>>>>>

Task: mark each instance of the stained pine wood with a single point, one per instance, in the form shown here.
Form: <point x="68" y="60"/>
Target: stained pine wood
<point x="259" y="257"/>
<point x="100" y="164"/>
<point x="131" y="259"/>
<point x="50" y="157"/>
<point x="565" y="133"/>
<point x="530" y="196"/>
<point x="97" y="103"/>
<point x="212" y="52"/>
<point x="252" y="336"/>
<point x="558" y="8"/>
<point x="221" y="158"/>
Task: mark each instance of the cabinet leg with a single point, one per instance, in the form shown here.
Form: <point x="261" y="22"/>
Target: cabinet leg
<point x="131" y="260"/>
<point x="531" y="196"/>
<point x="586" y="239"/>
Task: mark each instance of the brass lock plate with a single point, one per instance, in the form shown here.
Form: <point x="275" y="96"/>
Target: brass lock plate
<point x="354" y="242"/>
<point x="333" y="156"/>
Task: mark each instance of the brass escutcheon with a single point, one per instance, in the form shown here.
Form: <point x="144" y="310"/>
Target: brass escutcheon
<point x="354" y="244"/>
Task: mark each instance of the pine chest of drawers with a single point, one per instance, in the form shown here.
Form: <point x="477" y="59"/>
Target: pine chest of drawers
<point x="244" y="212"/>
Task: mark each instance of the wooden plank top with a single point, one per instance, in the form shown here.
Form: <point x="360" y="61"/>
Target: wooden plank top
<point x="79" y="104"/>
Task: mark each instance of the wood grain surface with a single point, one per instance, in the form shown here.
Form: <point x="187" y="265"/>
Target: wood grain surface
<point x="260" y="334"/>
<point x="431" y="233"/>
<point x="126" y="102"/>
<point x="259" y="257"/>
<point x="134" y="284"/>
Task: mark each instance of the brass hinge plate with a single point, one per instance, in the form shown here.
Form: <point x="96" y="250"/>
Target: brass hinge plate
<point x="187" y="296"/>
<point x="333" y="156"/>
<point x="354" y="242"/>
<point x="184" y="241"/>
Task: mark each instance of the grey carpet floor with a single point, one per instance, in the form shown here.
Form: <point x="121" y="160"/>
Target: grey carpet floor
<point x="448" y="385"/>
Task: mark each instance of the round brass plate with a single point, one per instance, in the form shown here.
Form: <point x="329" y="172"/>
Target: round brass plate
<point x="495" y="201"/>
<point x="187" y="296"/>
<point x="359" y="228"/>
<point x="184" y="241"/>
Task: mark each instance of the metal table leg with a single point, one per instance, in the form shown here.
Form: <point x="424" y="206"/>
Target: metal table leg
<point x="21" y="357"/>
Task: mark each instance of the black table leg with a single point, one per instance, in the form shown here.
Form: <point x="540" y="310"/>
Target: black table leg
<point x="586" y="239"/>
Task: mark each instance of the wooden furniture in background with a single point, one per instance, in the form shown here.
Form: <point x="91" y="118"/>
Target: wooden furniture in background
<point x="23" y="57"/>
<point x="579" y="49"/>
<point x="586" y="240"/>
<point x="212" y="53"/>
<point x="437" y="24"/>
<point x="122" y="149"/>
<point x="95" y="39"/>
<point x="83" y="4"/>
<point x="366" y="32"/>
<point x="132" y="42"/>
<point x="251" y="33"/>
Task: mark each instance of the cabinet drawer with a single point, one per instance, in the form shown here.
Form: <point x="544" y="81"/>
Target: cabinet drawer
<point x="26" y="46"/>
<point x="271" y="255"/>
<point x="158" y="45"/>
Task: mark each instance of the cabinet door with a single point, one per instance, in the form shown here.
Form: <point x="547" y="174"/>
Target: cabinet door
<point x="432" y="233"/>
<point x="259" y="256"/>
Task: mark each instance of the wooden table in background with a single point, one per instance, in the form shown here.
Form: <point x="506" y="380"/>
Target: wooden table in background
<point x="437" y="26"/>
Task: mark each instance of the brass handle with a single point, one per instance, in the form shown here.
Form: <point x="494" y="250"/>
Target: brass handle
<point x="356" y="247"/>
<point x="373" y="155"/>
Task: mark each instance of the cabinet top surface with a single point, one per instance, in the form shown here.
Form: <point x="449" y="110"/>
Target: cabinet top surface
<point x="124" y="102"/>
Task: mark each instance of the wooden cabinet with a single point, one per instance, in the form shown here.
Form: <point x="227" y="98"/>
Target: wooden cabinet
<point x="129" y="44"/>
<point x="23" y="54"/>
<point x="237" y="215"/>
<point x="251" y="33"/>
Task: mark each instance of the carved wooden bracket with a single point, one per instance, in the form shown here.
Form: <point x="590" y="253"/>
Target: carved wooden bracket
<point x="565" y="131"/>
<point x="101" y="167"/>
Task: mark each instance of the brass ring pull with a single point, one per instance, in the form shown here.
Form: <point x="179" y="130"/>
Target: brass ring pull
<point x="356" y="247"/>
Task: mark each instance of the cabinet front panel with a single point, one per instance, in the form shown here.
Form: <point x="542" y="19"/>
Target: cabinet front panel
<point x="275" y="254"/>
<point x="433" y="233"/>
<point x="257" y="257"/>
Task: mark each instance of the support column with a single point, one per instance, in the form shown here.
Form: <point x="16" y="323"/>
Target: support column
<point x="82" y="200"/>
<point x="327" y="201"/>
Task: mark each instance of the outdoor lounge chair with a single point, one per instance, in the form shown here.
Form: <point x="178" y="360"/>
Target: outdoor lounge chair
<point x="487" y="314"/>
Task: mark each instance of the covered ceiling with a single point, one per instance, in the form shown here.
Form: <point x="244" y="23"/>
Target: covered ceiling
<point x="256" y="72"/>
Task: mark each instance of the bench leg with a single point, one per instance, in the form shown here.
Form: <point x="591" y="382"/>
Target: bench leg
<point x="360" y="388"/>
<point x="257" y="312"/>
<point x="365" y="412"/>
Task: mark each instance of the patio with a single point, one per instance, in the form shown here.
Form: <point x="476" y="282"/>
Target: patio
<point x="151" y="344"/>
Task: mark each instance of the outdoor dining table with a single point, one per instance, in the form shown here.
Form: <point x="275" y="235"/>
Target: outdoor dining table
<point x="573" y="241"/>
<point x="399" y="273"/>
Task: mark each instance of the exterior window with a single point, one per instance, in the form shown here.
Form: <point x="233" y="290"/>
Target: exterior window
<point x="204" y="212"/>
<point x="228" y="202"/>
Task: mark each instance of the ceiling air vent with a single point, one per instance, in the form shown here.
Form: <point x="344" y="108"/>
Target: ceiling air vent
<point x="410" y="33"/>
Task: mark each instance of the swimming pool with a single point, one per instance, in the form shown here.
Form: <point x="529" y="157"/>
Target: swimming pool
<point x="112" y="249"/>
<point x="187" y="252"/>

<<<<<

- **Given task**:
Copy all of the lines above without changing anything.

- **Output below**:
Task: mark each instance of the stained pine wood with a single point, one per instance, in the form shown here.
Form: <point x="68" y="60"/>
Target: stained pine wood
<point x="259" y="257"/>
<point x="100" y="164"/>
<point x="131" y="259"/>
<point x="50" y="157"/>
<point x="565" y="133"/>
<point x="530" y="196"/>
<point x="97" y="103"/>
<point x="212" y="52"/>
<point x="252" y="336"/>
<point x="558" y="8"/>
<point x="221" y="158"/>
Task: mark each instance of the cabinet leg with a single point, one per instance, in the form shown here.
Form: <point x="261" y="22"/>
Target: cabinet leg
<point x="131" y="260"/>
<point x="531" y="196"/>
<point x="586" y="239"/>
Task: mark each instance of the brass lock plate with a single point, one per instance, in the form shown here.
Form: <point x="275" y="96"/>
Target: brass lock plate
<point x="354" y="242"/>
<point x="333" y="156"/>
Task: mark each instance of the brass escutcheon with a single point, one per instance, in the form shown here.
Form: <point x="144" y="310"/>
Target: brass escutcheon
<point x="354" y="244"/>
Task: mark each instance of the pine chest of drawers with a single point, one per instance, in the form shown here.
Form: <point x="477" y="59"/>
Target: pine chest of drawers
<point x="244" y="212"/>
Task: mark each instance of the wooden plank top with a single point, one per instance, in the form shown here.
Form: <point x="360" y="61"/>
Target: wooden plank top
<point x="79" y="104"/>
Task: mark each instance of the wood grain surface with a single point, one per instance, in the form shown here.
Form: <point x="187" y="265"/>
Target: wood grain surface
<point x="260" y="334"/>
<point x="431" y="233"/>
<point x="126" y="102"/>
<point x="259" y="257"/>
<point x="134" y="284"/>
Task: mark each instance of the brass hinge plate with a single point, one per instance, in the form shown here.
Form: <point x="96" y="250"/>
Target: brass hinge plate
<point x="187" y="296"/>
<point x="333" y="156"/>
<point x="354" y="242"/>
<point x="184" y="241"/>
Task: mark each instance of the grey carpet floor with a single point, one per instance, in the form shown here.
Form: <point x="121" y="160"/>
Target: grey carpet floor
<point x="448" y="385"/>
Task: mark each instance of the round brass plate with a single point, one per instance, in the form shown here.
Form: <point x="329" y="172"/>
Target: round brass plate
<point x="495" y="201"/>
<point x="187" y="296"/>
<point x="359" y="228"/>
<point x="184" y="241"/>
Task: mark each instance of the metal table leg with a single point, one per instance, in the form shown here.
Form: <point x="424" y="206"/>
Target: metal table leg
<point x="21" y="357"/>
Task: mark each instance of the black table leg with a single point, one per instance, in the form shown here.
Form: <point x="540" y="310"/>
Target: black table leg
<point x="586" y="239"/>
Task: mark each instance of the wooden furniture in background with a single point, one per instance, in the form shown here.
Form: <point x="91" y="118"/>
Target: wooden furniture in background
<point x="23" y="57"/>
<point x="579" y="49"/>
<point x="586" y="240"/>
<point x="212" y="53"/>
<point x="437" y="24"/>
<point x="122" y="149"/>
<point x="95" y="39"/>
<point x="83" y="4"/>
<point x="366" y="32"/>
<point x="132" y="42"/>
<point x="251" y="33"/>
Task: mark each instance of the cabinet drawer with a single point, one per instance, in the form shown here.
Form: <point x="544" y="81"/>
Target: cabinet drawer
<point x="26" y="46"/>
<point x="271" y="255"/>
<point x="158" y="45"/>
Task: mark each instance of the cabinet door with a single point, one per instance, in the form shown here.
Form: <point x="547" y="174"/>
Target: cabinet door
<point x="432" y="233"/>
<point x="259" y="256"/>
Task: mark each instance of the wooden table in background with a single point, one per instance, in the form shown here.
Form: <point x="506" y="380"/>
Target: wooden table in background
<point x="437" y="26"/>
Task: mark each instance of the brass handle with a single point, one per instance, in the form shown here.
Form: <point x="494" y="250"/>
Target: brass handle
<point x="356" y="247"/>
<point x="373" y="155"/>
Task: mark each instance of the cabinet top surface with a single point, one per instance, in the form shown here.
Form: <point x="449" y="110"/>
Target: cabinet top surface
<point x="124" y="102"/>
Task: mark each instance of the wooden cabinet with a single point, one per instance, in the form shown here.
Form: <point x="227" y="98"/>
Target: wooden cabinet
<point x="129" y="44"/>
<point x="23" y="54"/>
<point x="237" y="215"/>
<point x="251" y="33"/>
Task: mark each instance of the carved wooden bracket with a single point, one per instance, in the form shown here.
Form: <point x="590" y="253"/>
Target: carved wooden bracket
<point x="565" y="131"/>
<point x="101" y="167"/>
Task: mark each instance of the brass ring pull with a single point, one per instance, in the form shown here.
Form: <point x="179" y="130"/>
Target: brass ring pull
<point x="356" y="247"/>
Task: mark each instance of the cabinet front panel with a single point, one per instance, in the form shown here.
Form: <point x="542" y="19"/>
Target: cabinet front panel
<point x="275" y="254"/>
<point x="433" y="233"/>
<point x="257" y="257"/>
Task: mark each instance of the support column with a single point, one per instance, in the form shown here.
Form: <point x="16" y="323"/>
Target: support column
<point x="82" y="200"/>
<point x="327" y="201"/>
Task: mark each instance of the outdoor lounge chair with a single point, one per instance, in the form shown here.
Form: <point x="178" y="360"/>
Target: outdoor lounge chair
<point x="487" y="314"/>
Task: mark each instance of the covered ceiling with a single point, one per instance, in the form shown here.
Form: <point x="244" y="23"/>
Target: covered ceiling
<point x="256" y="72"/>
Task: mark each instance of the bench leg with a single point, one per instance, in the form shown here.
Form: <point x="591" y="382"/>
Target: bench leg
<point x="360" y="388"/>
<point x="257" y="312"/>
<point x="365" y="412"/>
Task: mark each instance of the patio with a single point, one per instance, in the form shown here.
Form: <point x="476" y="282"/>
Target: patio
<point x="151" y="344"/>
Task: mark each instance of the outdoor dining table with a single point, one per instance, in the form shown here.
Form: <point x="275" y="235"/>
Target: outdoor dining table
<point x="573" y="241"/>
<point x="399" y="273"/>
Task: mark each instance of the exterior window with a single point, one per instance, in the form shown here.
Form: <point x="233" y="290"/>
Target: exterior window
<point x="204" y="212"/>
<point x="228" y="202"/>
Task: mark each instance of the ceiling air vent with a single point, one per instance, in the form shown here.
Form: <point x="344" y="108"/>
Target: ceiling air vent
<point x="410" y="33"/>
Task: mark each instance of the swimming pool with a single point, one per instance, in the form shown here.
Form: <point x="529" y="157"/>
Target: swimming pool
<point x="112" y="249"/>
<point x="187" y="252"/>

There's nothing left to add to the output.